_Written exercise_
Which lines of the listing below contain the string "rock"? List every one of them in full, treating uppercase and lowercase as different.

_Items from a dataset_
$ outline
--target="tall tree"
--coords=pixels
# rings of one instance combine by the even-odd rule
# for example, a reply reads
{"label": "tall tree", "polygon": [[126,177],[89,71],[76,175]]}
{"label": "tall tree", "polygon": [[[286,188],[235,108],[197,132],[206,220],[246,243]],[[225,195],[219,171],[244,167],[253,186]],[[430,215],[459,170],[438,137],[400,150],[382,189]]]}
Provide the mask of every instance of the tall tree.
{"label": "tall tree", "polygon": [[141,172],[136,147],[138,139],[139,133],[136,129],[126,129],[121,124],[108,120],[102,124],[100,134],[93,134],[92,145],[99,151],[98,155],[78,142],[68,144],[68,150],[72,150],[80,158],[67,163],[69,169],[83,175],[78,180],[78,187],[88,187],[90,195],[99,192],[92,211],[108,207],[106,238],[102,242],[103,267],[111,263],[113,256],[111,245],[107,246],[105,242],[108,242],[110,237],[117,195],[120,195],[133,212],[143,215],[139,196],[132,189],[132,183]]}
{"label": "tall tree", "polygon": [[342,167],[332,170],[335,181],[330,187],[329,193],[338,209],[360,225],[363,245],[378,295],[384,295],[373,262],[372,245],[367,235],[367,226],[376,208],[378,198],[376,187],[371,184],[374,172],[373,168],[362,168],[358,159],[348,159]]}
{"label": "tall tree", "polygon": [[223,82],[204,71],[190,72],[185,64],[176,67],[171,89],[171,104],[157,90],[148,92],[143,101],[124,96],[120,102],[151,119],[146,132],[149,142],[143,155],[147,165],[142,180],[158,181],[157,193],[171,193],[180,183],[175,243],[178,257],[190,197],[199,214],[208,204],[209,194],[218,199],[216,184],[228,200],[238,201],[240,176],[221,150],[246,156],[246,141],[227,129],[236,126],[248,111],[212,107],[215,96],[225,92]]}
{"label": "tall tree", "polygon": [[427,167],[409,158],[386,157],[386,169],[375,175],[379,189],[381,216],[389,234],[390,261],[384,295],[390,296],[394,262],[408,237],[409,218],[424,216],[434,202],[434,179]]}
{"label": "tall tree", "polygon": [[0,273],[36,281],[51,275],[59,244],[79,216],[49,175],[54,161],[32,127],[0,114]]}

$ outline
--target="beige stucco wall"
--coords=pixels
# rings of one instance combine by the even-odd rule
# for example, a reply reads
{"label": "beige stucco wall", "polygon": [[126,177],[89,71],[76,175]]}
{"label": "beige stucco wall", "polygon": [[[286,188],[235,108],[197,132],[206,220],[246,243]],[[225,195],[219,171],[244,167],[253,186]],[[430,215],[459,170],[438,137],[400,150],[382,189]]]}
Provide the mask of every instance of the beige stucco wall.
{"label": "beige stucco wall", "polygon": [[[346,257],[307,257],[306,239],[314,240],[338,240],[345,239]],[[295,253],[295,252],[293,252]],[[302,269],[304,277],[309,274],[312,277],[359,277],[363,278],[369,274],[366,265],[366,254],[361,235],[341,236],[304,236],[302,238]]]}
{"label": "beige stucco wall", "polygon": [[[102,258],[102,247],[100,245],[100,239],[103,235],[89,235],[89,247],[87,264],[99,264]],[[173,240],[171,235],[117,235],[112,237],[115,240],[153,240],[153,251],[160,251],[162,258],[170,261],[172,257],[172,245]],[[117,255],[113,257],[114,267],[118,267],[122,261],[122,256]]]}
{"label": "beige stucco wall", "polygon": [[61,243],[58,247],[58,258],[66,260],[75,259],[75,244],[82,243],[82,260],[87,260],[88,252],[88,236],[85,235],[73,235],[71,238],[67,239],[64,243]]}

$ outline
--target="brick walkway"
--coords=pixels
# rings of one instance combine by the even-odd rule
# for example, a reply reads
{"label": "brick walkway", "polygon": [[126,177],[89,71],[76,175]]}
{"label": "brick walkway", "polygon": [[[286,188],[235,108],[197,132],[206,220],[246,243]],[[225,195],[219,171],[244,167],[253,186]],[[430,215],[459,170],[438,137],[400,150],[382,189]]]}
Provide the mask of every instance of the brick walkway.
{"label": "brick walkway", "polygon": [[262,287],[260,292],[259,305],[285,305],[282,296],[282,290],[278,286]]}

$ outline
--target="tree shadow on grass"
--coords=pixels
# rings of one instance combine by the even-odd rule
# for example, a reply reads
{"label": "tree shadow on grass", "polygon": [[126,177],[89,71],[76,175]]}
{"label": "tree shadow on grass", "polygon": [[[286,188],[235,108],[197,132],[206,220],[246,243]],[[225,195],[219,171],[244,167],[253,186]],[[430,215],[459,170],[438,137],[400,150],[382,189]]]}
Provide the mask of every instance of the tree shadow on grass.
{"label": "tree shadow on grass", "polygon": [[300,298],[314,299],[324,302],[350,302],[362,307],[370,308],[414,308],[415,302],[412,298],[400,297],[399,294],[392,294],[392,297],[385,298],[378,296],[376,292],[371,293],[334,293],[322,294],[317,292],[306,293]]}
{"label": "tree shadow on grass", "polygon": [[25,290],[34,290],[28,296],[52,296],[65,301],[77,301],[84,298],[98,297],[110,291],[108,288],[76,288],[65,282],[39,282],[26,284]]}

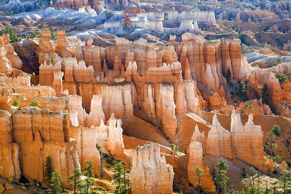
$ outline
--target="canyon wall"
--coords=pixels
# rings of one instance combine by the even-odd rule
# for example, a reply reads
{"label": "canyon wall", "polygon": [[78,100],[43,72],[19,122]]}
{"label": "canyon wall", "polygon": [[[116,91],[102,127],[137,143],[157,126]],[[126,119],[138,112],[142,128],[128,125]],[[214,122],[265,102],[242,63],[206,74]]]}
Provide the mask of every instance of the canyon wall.
{"label": "canyon wall", "polygon": [[132,151],[130,172],[133,193],[173,193],[173,167],[160,156],[159,145],[150,143]]}

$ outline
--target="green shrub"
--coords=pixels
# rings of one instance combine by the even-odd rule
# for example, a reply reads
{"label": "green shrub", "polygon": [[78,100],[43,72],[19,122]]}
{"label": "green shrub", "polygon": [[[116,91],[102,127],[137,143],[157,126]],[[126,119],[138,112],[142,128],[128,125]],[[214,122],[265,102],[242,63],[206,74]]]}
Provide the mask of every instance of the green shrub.
{"label": "green shrub", "polygon": [[20,108],[20,105],[19,104],[19,102],[18,101],[18,98],[14,98],[14,100],[13,101],[13,103],[12,103],[12,106],[18,107],[18,108]]}
{"label": "green shrub", "polygon": [[31,103],[29,105],[29,106],[34,107],[37,106],[38,108],[40,107],[40,105],[38,103],[38,102],[36,100],[34,100],[31,101]]}
{"label": "green shrub", "polygon": [[278,125],[274,125],[272,127],[272,132],[277,136],[279,136],[281,134],[281,128]]}

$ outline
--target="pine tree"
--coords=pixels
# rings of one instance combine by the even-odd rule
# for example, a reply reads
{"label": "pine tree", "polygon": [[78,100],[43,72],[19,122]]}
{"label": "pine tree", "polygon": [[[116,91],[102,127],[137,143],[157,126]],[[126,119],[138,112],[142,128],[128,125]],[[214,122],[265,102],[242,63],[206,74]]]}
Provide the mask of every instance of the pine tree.
{"label": "pine tree", "polygon": [[18,98],[14,98],[14,100],[13,101],[13,103],[12,103],[12,106],[20,108],[19,102],[18,101]]}
{"label": "pine tree", "polygon": [[281,128],[280,126],[278,125],[273,125],[273,127],[272,127],[272,132],[274,133],[276,136],[280,136],[280,135],[281,134]]}
{"label": "pine tree", "polygon": [[36,100],[34,100],[31,101],[31,103],[29,105],[29,106],[34,107],[37,106],[39,108],[40,107],[40,105],[38,103],[38,102]]}
{"label": "pine tree", "polygon": [[125,169],[125,163],[124,162],[118,163],[114,167],[113,169],[114,183],[117,185],[116,192],[129,194],[131,187],[131,182],[129,179],[129,174],[131,170]]}
{"label": "pine tree", "polygon": [[103,179],[105,176],[105,168],[104,166],[104,161],[103,158],[101,158],[100,160],[100,168],[99,169],[99,172],[100,175],[100,179]]}
{"label": "pine tree", "polygon": [[51,56],[49,57],[49,63],[54,66],[56,64],[56,61],[55,60],[54,56],[53,54],[52,54]]}
{"label": "pine tree", "polygon": [[230,73],[230,71],[229,70],[229,68],[227,68],[227,71],[226,72],[226,80],[228,81],[231,78],[231,73]]}
{"label": "pine tree", "polygon": [[203,171],[204,171],[204,170],[200,168],[200,167],[199,166],[196,166],[195,169],[193,169],[193,170],[195,171],[196,175],[197,176],[197,179],[196,180],[198,182],[196,183],[196,184],[197,184],[198,186],[197,188],[198,190],[198,194],[199,194],[200,193],[200,187],[201,186],[201,185],[202,184],[200,184],[200,179],[202,177],[205,176],[205,175],[202,174]]}
{"label": "pine tree", "polygon": [[261,93],[261,95],[262,95],[262,103],[263,104],[266,104],[268,103],[269,96],[269,90],[268,85],[265,83],[262,89],[262,92]]}
{"label": "pine tree", "polygon": [[53,170],[52,168],[52,159],[51,157],[48,156],[45,158],[45,177],[46,177],[45,181],[49,183],[52,176]]}
{"label": "pine tree", "polygon": [[83,183],[83,180],[80,179],[81,175],[84,175],[84,173],[78,168],[73,168],[73,174],[69,177],[68,177],[67,179],[66,182],[70,183],[69,184],[69,186],[74,187],[74,193],[76,194],[76,189],[83,188],[84,185]]}
{"label": "pine tree", "polygon": [[276,135],[272,131],[270,131],[267,134],[267,142],[265,146],[266,148],[268,148],[271,152],[271,156],[267,155],[267,157],[270,158],[273,158],[273,161],[275,161],[281,159],[281,157],[279,156],[274,155],[273,150],[278,148],[278,145],[275,143],[273,139],[276,139]]}
{"label": "pine tree", "polygon": [[114,183],[117,185],[116,191],[119,191],[120,193],[122,193],[122,190],[124,189],[124,185],[122,184],[122,175],[123,174],[125,165],[125,162],[120,162],[117,164],[113,168],[114,170],[113,178]]}
{"label": "pine tree", "polygon": [[282,84],[287,82],[288,81],[288,78],[287,78],[285,77],[283,74],[281,74],[278,72],[276,73],[276,75],[275,76],[275,77],[278,79],[280,85]]}
{"label": "pine tree", "polygon": [[246,86],[244,83],[242,82],[239,82],[239,85],[238,87],[238,89],[237,90],[237,94],[239,97],[241,98],[245,97],[246,94]]}
{"label": "pine tree", "polygon": [[216,171],[214,180],[217,185],[217,191],[221,191],[222,194],[226,192],[226,182],[229,178],[226,176],[227,172],[226,170],[228,169],[228,166],[226,164],[226,161],[221,158],[214,167]]}
{"label": "pine tree", "polygon": [[55,194],[56,194],[58,191],[61,191],[63,189],[60,187],[61,185],[61,182],[63,180],[62,177],[59,174],[58,172],[55,169],[55,171],[52,173],[51,183],[51,186],[54,189]]}
{"label": "pine tree", "polygon": [[84,172],[85,176],[87,177],[84,179],[84,182],[86,186],[85,193],[87,194],[89,188],[93,186],[93,184],[95,182],[94,178],[94,174],[92,169],[94,163],[92,160],[86,160],[85,161],[85,163],[86,163],[87,164],[84,170]]}

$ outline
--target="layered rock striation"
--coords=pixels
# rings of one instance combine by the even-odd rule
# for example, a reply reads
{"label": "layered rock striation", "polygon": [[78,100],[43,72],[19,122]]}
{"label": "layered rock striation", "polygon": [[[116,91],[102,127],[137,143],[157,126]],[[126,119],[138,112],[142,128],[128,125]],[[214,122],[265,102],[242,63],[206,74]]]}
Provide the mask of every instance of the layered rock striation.
{"label": "layered rock striation", "polygon": [[132,154],[133,193],[172,193],[173,167],[166,164],[164,157],[161,158],[158,143],[138,146]]}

_Task response_
--target="layered rock striation"
{"label": "layered rock striation", "polygon": [[78,100],[43,72],[19,122]]}
{"label": "layered rock striation", "polygon": [[[116,91],[102,127],[137,143],[157,126]],[[126,119],[138,112],[142,128],[128,125]],[[214,122],[265,102],[242,63],[206,74]]]}
Provide the mask of every instance of the layered rock striation.
{"label": "layered rock striation", "polygon": [[132,154],[133,193],[172,193],[173,167],[166,164],[164,157],[161,158],[158,143],[138,146]]}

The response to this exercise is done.